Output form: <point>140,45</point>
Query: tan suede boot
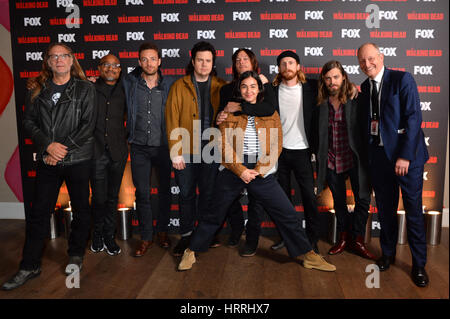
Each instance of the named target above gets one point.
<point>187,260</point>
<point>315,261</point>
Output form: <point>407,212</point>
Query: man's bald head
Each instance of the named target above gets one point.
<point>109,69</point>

--

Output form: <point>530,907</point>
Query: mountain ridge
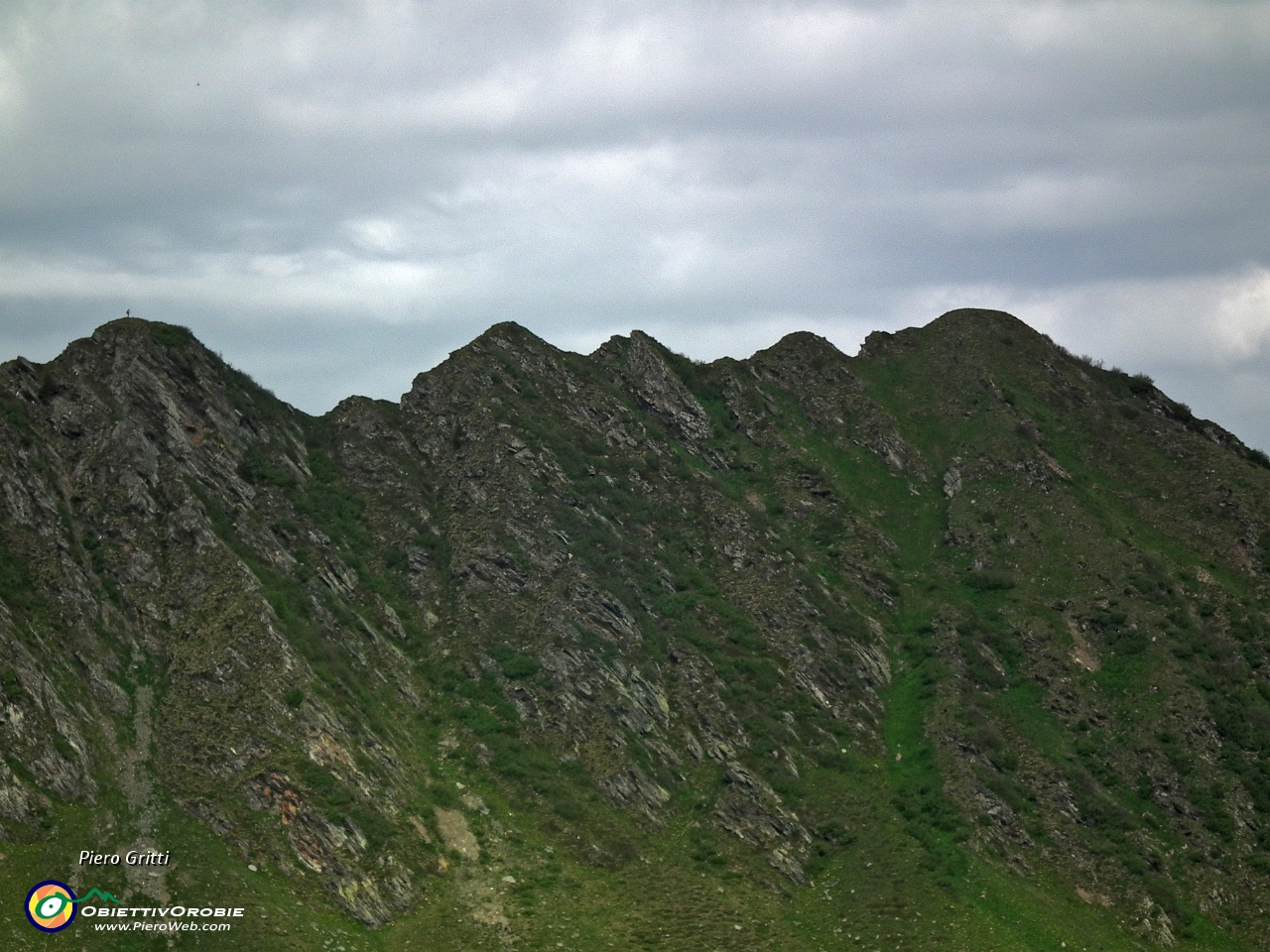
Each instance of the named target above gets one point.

--

Problem details: Please write out the records from the line containing "Output form: <point>407,212</point>" through the line containing "<point>109,69</point>", including both of those lines, and nothing else.

Answer to this exercise:
Output form: <point>407,212</point>
Query: man's bald head
Each instance of the named target above gets one point.
<point>109,69</point>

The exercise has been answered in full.